Gıda, Tarım ve Hayvancılık BakanıAhmet Eşref Fakıbaba köyüne geri dönen çiftçi ailelere 300 damızlık koyun, koyunlara bakanlara ise asgari ücret üzerinden maaş verileceği yönündeki açıklamasını geçtiğimiz günlerde yapmıştı. Bu kapsamda uygulamanın başlaması ile birlikte hayvanlara bakanlara sigorta yapılacak, asgari ücret ile yem desteği verilecek ve bütün hayvanlar veterinerlere zimmetlenecek. Uygulama ile kırsalların cazip hale getirilmesi, köy nüfuslarının artması, kırmızı et açığının kapatılması ve dışarıdan yapılan ithalatın durdurulup ihracata yönlendirilme amaçlanıyor. Proje köylüler ve halk tarafından ilgiyle karşılandı. Konuyla ilgili açıklamalarda bulunan Derbent Belediye Başkanı Hamdi Acar proje ile kırsalların ekonomisinin canlanacağını belirtti. Konya İli Damızlık Koyun, Keçi Yetiştiricileri Birliği Başkanı Fettah Öztürk ise “Kırmızı et açığını kapatmak ve dışa bağımlılığımızı bitirmek için uygulanmış bir proje” dedi. 

KÖYLERDEKİ NUFÜS SAYISININ ARTIŞINA NEDEN OLACAK

Derbent Belediye Başkanı Hamdi Acar, köylere dönmenin halk açısında avantajlı olduğunu belirterek köylerdeki nüfusunda bununla birlikte artacağını ifade etti.

Şehirlerdeki kalabalıklaşmanın da önüne geçileceğini belirten Acar sözlerine şu şekilde devam etti: “Milletimiz şehir merkezinde sıkıntı içerisinde yaşayacağına köye dönmeyi tercih edecek. Köyde halkımız hem asgari ücret alacak hem de 300 koyun sahibi olacak. Köylüler ilerde de koyun sayısını artırarak iyi bir çiftçi olma şansına sahip. İnsanlar şehir merkezinde toplanmak yerine ülkemizin ilçe ve köylerine dağılmış olacak. Daha önceden Derbent ilçesinde keçileri yetiştirmek serbestmiş. Ormanlara zarar veriyor diye keçiler yasaklanınca köyden şehre göç başlamış.  Bizim göç kaybımız şuanda durdu ama bundan sonrada inşallah artmasını bekliyoruz. Köylülerimiz bu projeyi duyduktan sonra sevindi. Biz kendilerine daha ayrıntılı bilgileri aktardık.”

* [Alıntılanan Veriler]:
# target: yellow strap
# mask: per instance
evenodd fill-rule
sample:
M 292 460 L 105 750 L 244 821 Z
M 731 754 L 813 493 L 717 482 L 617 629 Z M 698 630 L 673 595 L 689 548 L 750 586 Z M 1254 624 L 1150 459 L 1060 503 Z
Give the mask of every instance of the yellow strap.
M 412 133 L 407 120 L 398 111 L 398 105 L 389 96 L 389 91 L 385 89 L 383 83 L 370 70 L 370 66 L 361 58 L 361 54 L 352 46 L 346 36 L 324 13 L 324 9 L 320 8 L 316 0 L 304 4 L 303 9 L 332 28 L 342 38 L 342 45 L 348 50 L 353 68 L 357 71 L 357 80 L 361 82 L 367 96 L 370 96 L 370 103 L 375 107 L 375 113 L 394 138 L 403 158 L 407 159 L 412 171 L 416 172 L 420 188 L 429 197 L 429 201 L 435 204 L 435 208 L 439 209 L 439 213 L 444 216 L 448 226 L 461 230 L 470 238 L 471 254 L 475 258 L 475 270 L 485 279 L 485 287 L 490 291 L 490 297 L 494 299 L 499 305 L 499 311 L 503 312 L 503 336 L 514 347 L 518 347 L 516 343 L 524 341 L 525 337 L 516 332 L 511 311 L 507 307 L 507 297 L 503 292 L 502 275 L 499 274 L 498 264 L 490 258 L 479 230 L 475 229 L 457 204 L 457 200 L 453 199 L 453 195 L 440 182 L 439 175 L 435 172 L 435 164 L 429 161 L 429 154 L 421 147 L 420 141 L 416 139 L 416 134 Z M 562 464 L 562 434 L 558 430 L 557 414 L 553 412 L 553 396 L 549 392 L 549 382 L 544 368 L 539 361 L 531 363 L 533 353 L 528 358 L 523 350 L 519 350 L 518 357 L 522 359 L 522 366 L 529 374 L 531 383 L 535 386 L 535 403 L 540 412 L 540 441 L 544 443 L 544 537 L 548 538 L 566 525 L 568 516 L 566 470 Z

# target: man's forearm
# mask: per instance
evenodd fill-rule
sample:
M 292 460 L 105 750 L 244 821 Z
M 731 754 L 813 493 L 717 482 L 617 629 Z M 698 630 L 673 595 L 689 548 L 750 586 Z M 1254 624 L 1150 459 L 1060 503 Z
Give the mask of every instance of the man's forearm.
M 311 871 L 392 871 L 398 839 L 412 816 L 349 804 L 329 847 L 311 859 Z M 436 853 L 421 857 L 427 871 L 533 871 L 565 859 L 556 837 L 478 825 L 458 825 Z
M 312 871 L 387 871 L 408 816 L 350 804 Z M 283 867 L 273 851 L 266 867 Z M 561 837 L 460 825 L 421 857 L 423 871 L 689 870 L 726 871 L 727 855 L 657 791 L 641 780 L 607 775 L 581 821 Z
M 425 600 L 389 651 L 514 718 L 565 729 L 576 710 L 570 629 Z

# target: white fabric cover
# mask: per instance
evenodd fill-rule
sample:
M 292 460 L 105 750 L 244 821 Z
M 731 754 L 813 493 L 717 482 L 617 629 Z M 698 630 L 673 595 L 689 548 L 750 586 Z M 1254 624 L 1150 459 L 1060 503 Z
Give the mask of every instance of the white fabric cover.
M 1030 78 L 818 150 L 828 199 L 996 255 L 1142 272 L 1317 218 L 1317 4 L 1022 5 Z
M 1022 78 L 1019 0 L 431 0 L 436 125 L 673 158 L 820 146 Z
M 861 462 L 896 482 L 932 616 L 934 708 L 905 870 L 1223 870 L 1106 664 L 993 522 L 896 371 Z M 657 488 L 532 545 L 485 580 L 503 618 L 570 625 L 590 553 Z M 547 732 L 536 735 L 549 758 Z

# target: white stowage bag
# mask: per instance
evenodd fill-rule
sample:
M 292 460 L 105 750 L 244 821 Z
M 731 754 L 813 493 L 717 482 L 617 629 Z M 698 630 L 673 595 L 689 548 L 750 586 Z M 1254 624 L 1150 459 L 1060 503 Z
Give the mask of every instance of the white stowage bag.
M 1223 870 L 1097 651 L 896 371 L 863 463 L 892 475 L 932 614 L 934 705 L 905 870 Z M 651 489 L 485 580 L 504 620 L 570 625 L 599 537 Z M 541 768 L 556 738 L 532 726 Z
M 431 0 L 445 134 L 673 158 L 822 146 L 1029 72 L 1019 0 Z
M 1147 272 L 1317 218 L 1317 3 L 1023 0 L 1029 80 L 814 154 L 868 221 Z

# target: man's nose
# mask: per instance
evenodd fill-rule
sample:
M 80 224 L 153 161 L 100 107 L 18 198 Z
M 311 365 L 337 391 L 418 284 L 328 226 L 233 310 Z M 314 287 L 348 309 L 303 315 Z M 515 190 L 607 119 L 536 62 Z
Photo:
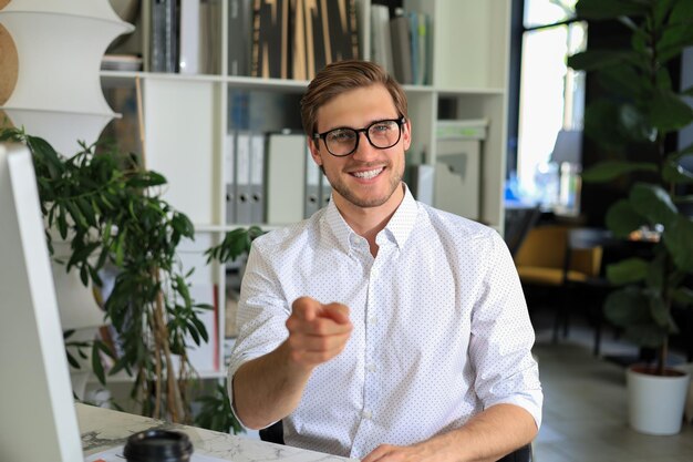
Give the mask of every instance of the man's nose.
M 380 150 L 371 144 L 366 135 L 366 132 L 359 132 L 358 136 L 359 136 L 359 145 L 356 146 L 356 151 L 354 151 L 354 153 L 352 154 L 352 157 L 356 160 L 361 160 L 361 161 L 372 158 L 373 155 L 376 154 L 376 151 L 380 151 Z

* [Yönerge]:
Köyüne dönen çiftçi ailelere damızlık koyun verilmesini konu alan haber metnini kaldığı yerden devam ettiriniz. Kayıtlar başka bir kaynaktan alınmıştır.

* [Beklenen Yanıt]:
KIRSALIN EKONOMOSİ CANLANACAK

Kırsalların cazip hale getirilmesi için de iyi bir uygulama olduğunu dile getiren Başkan Acar, projenin ekonomik anlamda da değer katacağını belirterek,

“Bu proje ile sigorta, asgari ücret, yem desteği verilecek ve bütün hayvanlar veterinerlere zimmetlenecek. Hükümetimiz bu konuda üzerine düşeni yapıyor. Kırsalların cazip hale getirilmesi lazımdı bu konuda da fedakârlık bu proje ile yapılıyor. Büyükşehir yasası ile kırsaldaki ilçelerimiz altyapısı, yolları ve büyük projelerin hayata geçirilmesi ile yaşanılabilir hale geldi. Bu proje ile de ekonomik anlamda değer kazanacağız. Hem nüfus artacak hem de kırsalın ekonomisi canlanacak.Projenin amacı zaten ithalatı bırakıp ihracata yönelmek. Eğer bu tedbirler alınmamış olsa bütün kırsaldaki yaşayan insanlar şehirlere toplanacaktı. Şehirler insanların ruhsal sağlığını da bozuyor. Kırsalda yaşayan insanlar daha sakindir. Bence proje toplum sağlığı yönünden de olumlu” diye konuştu.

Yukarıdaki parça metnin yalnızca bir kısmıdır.